◆ Directions: Reproduce the listing from its start through the line with "[0,0,121,198]", inclusive, substituting "goaltender" for every occurrence of "goalie" and leaving everything else unchanged. Omit the pictures from the answer.

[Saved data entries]
# # # # #

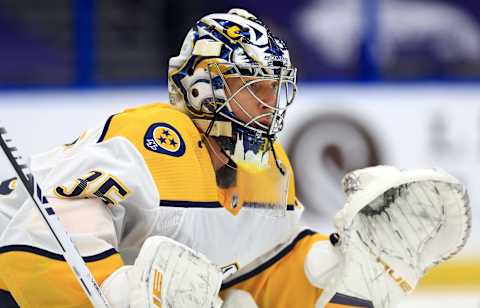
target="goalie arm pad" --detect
[101,236,222,308]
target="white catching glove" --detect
[314,166,471,308]
[101,236,222,308]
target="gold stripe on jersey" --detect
[99,103,295,209]
[220,230,373,308]
[0,248,123,308]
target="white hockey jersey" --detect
[0,104,312,304]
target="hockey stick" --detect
[0,126,109,308]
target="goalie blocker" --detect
[305,166,471,308]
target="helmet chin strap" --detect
[193,113,285,175]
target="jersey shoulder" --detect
[98,103,199,147]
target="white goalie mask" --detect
[168,9,296,168]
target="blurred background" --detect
[0,0,480,308]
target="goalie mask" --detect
[168,9,296,169]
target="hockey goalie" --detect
[0,9,470,308]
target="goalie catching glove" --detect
[305,166,471,308]
[101,236,222,308]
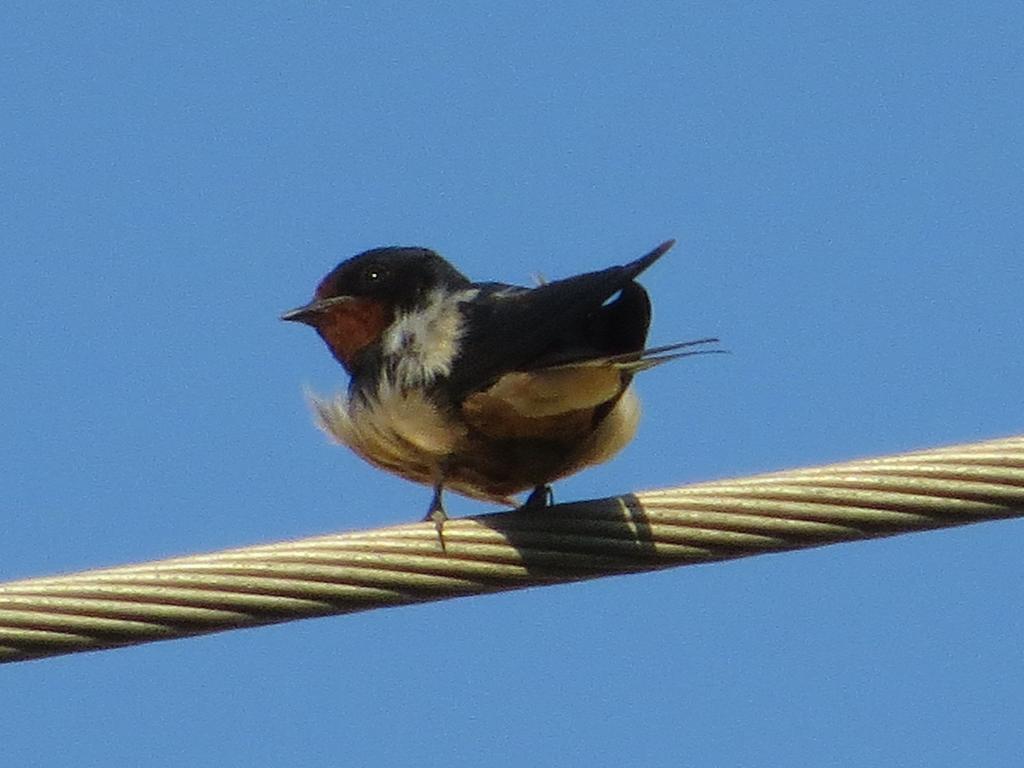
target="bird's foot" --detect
[423,483,447,552]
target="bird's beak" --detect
[281,296,354,326]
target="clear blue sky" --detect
[0,1,1024,768]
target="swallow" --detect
[282,240,719,547]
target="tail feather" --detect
[548,338,728,373]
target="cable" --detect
[0,436,1024,662]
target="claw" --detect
[423,480,447,552]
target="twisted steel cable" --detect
[0,436,1024,662]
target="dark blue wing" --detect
[446,241,674,402]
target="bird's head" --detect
[281,247,470,374]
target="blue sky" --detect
[0,2,1024,766]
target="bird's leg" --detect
[423,470,447,551]
[519,484,555,512]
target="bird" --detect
[281,240,720,549]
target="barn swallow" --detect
[282,240,718,547]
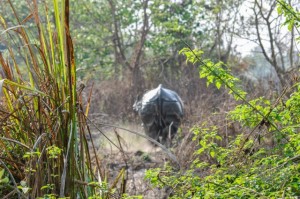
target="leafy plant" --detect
[146,1,300,198]
[0,0,123,198]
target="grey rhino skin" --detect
[133,84,183,144]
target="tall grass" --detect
[0,0,121,198]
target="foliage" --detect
[0,0,124,198]
[179,48,246,100]
[146,1,300,198]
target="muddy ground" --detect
[86,124,178,199]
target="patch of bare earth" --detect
[87,124,168,199]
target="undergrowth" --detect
[0,0,124,198]
[146,1,300,198]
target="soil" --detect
[86,124,173,199]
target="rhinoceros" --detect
[133,84,183,144]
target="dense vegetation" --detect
[0,0,300,198]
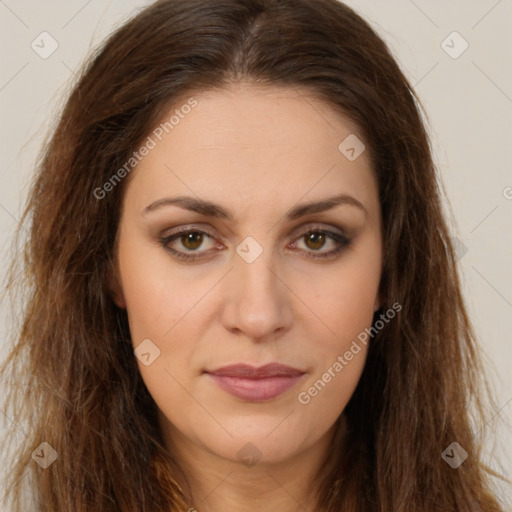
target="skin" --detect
[112,84,382,512]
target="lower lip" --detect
[208,373,303,402]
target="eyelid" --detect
[160,223,352,262]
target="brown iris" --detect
[305,233,325,249]
[181,231,203,251]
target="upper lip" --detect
[206,363,304,379]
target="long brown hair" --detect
[2,0,508,512]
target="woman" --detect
[0,0,501,512]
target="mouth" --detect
[205,363,305,402]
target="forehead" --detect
[119,84,378,220]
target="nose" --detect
[222,246,293,342]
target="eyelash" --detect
[159,227,351,261]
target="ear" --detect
[107,264,126,309]
[373,292,382,313]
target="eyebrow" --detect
[141,194,368,221]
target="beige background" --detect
[0,0,512,503]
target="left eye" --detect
[160,228,350,260]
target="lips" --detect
[205,363,305,402]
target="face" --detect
[113,85,382,463]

# # # # #

◆ Answer to this task:
target="goaltender arm pad" --detect
[101,236,222,308]
target="white catching glove" --detect
[314,166,471,308]
[101,236,222,308]
target="gold stripe on jersey" --detect
[99,103,295,209]
[220,230,373,308]
[0,248,123,308]
target="white hockey jersey" --detect
[0,104,312,304]
target="hockey stick" --detect
[0,126,109,308]
target="goaltender blocker" --detect
[305,166,471,308]
target="helmet chin strap" --detect
[193,113,285,175]
target="jersey shoulder" --detect
[98,103,199,147]
target="white goaltender mask" --detect
[168,9,296,168]
target="blurred background" --detect
[0,0,480,308]
target="goaltender mask" --detect
[168,9,296,169]
target="hockey goaltender" --detect
[0,9,470,308]
target="goaltender catching glove" --detect
[305,166,471,308]
[101,236,222,308]
target="bird's foot" --detect
[423,483,447,552]
target="bird's beak" --detect
[281,296,354,326]
target="clear blue sky" --detect
[0,1,1024,768]
target="swallow" --detect
[282,240,719,547]
target="tail feather" --detect
[548,338,728,373]
target="cable" --detect
[0,436,1024,662]
target="claw" --detect
[423,480,447,552]
target="twisted steel cable" --detect
[0,436,1024,662]
target="dark blue wing" --detect
[446,241,674,402]
target="bird's head" --detect
[281,247,470,374]
target="blue sky" --detect
[0,2,1024,766]
target="bird's leg" --detect
[423,470,447,551]
[519,484,555,512]
target="bird" --detect
[281,240,720,549]
target="barn swallow" --detect
[282,240,718,547]
target="leafy plant" --detect
[146,1,300,198]
[0,0,123,198]
target="grey rhino skin" --detect
[133,84,183,144]
target="tall grass" --detect
[0,0,121,198]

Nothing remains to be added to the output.